[begin THE RECORDS]

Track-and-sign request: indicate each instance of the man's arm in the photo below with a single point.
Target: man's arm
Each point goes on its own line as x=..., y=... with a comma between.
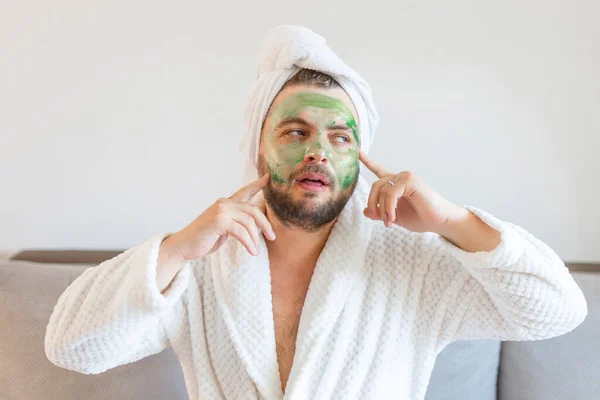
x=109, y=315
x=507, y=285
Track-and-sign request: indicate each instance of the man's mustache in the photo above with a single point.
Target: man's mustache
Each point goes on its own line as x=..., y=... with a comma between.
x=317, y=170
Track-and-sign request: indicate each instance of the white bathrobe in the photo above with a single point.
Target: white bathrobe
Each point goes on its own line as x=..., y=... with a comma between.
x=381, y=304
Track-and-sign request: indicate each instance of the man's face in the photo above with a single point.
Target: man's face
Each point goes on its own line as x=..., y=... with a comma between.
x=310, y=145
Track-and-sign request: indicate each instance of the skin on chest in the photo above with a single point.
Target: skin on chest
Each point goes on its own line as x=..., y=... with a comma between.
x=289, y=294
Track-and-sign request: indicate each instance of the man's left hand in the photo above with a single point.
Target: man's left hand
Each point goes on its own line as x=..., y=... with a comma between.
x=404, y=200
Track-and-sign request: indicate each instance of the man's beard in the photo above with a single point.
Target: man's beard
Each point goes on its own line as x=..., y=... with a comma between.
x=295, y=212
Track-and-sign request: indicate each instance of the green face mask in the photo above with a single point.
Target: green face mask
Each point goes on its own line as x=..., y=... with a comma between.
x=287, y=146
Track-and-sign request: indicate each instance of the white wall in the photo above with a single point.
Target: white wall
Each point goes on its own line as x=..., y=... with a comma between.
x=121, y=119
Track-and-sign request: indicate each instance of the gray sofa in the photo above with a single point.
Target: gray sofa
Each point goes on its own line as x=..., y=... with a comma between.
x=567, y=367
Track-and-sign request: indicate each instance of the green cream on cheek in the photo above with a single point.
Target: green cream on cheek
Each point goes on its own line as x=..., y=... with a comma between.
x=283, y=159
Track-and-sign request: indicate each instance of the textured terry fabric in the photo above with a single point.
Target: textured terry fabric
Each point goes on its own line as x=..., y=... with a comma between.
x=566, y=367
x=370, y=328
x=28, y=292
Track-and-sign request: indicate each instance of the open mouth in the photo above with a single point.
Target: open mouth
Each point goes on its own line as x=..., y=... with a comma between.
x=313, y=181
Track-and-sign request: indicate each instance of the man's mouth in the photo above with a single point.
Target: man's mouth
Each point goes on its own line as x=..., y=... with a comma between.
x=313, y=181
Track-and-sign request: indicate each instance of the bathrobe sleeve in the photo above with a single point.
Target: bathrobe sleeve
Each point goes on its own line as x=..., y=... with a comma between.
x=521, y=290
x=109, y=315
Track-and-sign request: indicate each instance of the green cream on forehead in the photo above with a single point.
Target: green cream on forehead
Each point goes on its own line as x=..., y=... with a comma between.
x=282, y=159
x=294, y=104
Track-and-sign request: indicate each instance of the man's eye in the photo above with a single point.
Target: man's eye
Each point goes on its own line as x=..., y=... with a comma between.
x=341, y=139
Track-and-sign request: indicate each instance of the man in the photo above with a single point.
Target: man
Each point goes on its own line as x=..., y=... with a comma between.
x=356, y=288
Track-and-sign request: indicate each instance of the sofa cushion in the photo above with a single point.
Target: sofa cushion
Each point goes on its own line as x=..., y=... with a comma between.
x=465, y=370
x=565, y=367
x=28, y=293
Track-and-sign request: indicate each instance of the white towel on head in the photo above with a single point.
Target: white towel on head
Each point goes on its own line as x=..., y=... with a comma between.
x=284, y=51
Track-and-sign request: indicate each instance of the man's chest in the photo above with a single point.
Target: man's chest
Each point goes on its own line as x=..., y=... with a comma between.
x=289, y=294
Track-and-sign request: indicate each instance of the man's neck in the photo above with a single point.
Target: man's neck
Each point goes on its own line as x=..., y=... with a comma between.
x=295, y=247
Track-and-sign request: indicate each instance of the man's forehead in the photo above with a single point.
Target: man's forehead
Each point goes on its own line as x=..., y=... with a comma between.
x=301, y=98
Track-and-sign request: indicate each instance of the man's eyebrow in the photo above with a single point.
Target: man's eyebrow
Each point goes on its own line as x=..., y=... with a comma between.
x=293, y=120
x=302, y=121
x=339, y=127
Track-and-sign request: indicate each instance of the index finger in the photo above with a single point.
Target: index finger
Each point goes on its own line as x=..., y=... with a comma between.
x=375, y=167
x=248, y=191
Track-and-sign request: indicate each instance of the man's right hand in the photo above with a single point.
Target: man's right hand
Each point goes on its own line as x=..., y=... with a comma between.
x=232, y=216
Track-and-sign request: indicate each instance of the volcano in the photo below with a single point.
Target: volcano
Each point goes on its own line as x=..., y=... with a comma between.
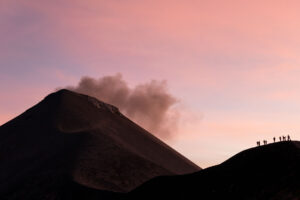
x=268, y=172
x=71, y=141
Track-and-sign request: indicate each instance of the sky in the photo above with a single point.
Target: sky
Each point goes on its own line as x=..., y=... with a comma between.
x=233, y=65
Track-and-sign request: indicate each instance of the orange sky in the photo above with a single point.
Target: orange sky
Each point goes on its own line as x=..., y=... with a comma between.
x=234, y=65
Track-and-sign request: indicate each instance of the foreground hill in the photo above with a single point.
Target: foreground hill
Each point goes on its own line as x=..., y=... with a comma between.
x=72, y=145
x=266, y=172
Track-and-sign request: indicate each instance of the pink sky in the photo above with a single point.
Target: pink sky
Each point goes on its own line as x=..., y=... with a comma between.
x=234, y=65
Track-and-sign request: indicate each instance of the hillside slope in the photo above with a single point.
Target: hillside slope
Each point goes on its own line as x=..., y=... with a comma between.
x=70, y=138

[end THE RECORDS]

= TASK =
Output all of the entries verbatim, leaving out any images.

= WRITTEN SOLUTION =
Track-and-sign request: indicate each instance of the man's arm in the photo below with a single point.
Target: man's arm
Each point goes on its own line as x=..., y=... with a comma between.
x=109, y=315
x=507, y=285
Track-and-sign request: indicate each instance of the man's mustache in the photo above with a single point.
Target: man's mustache
Each point goes on its own line as x=..., y=... with a comma between.
x=317, y=170
Track-and-sign request: indicate each instance of the white bathrobe in the photo above with a single point.
Target: white bathrobe
Each point goes on its own line as x=..., y=... with a comma between.
x=381, y=304
Track-and-sign request: indicate each instance of the man's face in the photo above with a single point.
Target: man's face
Each point goes on its own line as x=..., y=... with a comma between.
x=310, y=145
Track-and-sign request: indicate each instance of the skin on chest in the photo above with a single point.
Target: skin on chest
Each point goes on its own line as x=..., y=... with a comma between.
x=289, y=294
Track-and-sign request: indicate each instance of the man's left hand in the photo above with a single point.
Target: man's left hand
Each point goes on its own line as x=..., y=... with a comma between.
x=404, y=200
Track-and-sign request: indicate each instance of the man's beard in the photo above with a single point.
Target: man's beard
Each point goes on its own line as x=..., y=... with a comma between.
x=295, y=212
Track-and-sign request: indicate each instance of the green face mask in the photo above with a single point.
Target: green face mask
Each point goes on its own line as x=..., y=... with a comma between.
x=287, y=146
Track-and-sign request: indicate each instance of the white wall in the photo above with a single point.
Target: white wall
Each point goes on its own line as x=..., y=... with a comma between.
x=121, y=119
Track-and-sign request: indicate each instance of the gray sofa in the photo above with a single point.
Target: gray sofa
Each point goes on its own line as x=..., y=... with a comma between.
x=567, y=367
Track-and-sign request: indicate each instance of the green cream on cheek in the photo above with a single point.
Target: green cream on cheek
Each point goes on its own line as x=..., y=... with a comma between.
x=283, y=159
Track-and-sign request: indicate each instance of the textured terry fabric in the photo above with a single point.
Target: textured terry fabric
Each point goes on its own line as x=..., y=... with a comma between.
x=566, y=367
x=370, y=328
x=28, y=292
Track-and-sign request: indicate each instance of the open mouth in the photo above with a single point.
Target: open mouth
Each point goes on its own line as x=..., y=... with a comma between.
x=313, y=181
Track-and-sign request: indicate each instance of the man's mouth in the photo above with a single point.
Target: man's mouth
Each point goes on its own line as x=..., y=... with a comma between.
x=313, y=181
Track-and-sign request: indicate each instance of the bathrobe sleeve in the photo above with a single point.
Target: bathrobe sleeve
Each point goes on its own line as x=..., y=... with a comma between.
x=521, y=290
x=109, y=315
Track-and-sign request: indicate each instance of the green cream on forehead in the photo above with a single point.
Target: green cream on forehead
Each point goes on its own line as x=..., y=... with a comma between.
x=282, y=159
x=294, y=104
Track-and-sign request: indicate each instance of the man's eye in the photo above with a single point.
Target: man's eye
Each point goes on its own line as x=..., y=... with a comma between.
x=341, y=139
Track-and-sign request: indicate each instance of the man in the photo above with a single point.
Target: man
Each point goes on its own line as x=..., y=... with a comma between.
x=356, y=288
Track-and-sign request: indicate each instance of the sofa cushion in the photo above with a single point.
Target: sofa cushion
Each point goes on its own line as x=..., y=... with a comma between.
x=465, y=370
x=565, y=367
x=28, y=293
Track-and-sign request: indicate each instance of the white towel on head in the photo above with a single point.
Target: white towel on head
Each point goes on its own line as x=..., y=... with a comma between.
x=284, y=51
Track-and-sign request: indicate each instance of the man's chest in the photo above with a single point.
Target: man's chest
Each point goes on its own line as x=..., y=... with a comma between.
x=289, y=294
Track-and-sign request: indicate each instance of the man's neck in the photo above with a single point.
Target: man's neck
Each point goes on its own line as x=..., y=... with a comma between.
x=295, y=247
Track-and-sign request: indicate each instance of the man's forehead in the photo above with a single point.
Target: man's forehead
Each point goes on its own line as x=..., y=... with a comma between.
x=301, y=98
Track-and-sign request: indicate each instance of the man's eyebrow in the photo above with a single point.
Target: man's eyebrow
Each point goes on its own line as x=..., y=... with a comma between.
x=293, y=120
x=302, y=121
x=339, y=127
Track-and-sign request: indicate each instance of the index finger in the photo above with a single point.
Target: index finger
Each point goes on its own line as x=..., y=... with a comma between.
x=375, y=167
x=248, y=191
Track-and-sign request: indicate each instance of the man's right hand in the photo above with a single point.
Target: man's right hand
Each point goes on its own line as x=..., y=... with a comma between.
x=232, y=216
Track-and-sign request: indicate each instance of the volcano in the photo below with a single point.
Target: volcano
Each point goes on its own line as x=..., y=... with a comma between.
x=268, y=172
x=71, y=141
Track-and-sign request: indicate each instance of the sky in the photo above with a single point.
Target: sky
Each point goes on its own line as x=..., y=... with a comma between.
x=233, y=65
Track-and-sign request: indicate each instance of the orange sky in the photo above with a single point.
Target: orange sky
Each point goes on its own line as x=..., y=... with a comma between.
x=234, y=65
Track-and-sign request: indicate each instance of the foreground hill in the photo above with a single point.
Target: foreground hill
Each point goes on its own line as x=..., y=... with a comma between.
x=72, y=145
x=266, y=172
Track-and-sign request: indicate each instance of the pink sky in the photo above with a single point.
Target: pink sky
Each point goes on its own line as x=..., y=... with a comma between.
x=234, y=65
Track-and-sign request: indicate each instance of the hillside slope in the photo above with a single point.
Target: hillside slope
Each point goes on its own line as x=..., y=... with a comma between.
x=70, y=138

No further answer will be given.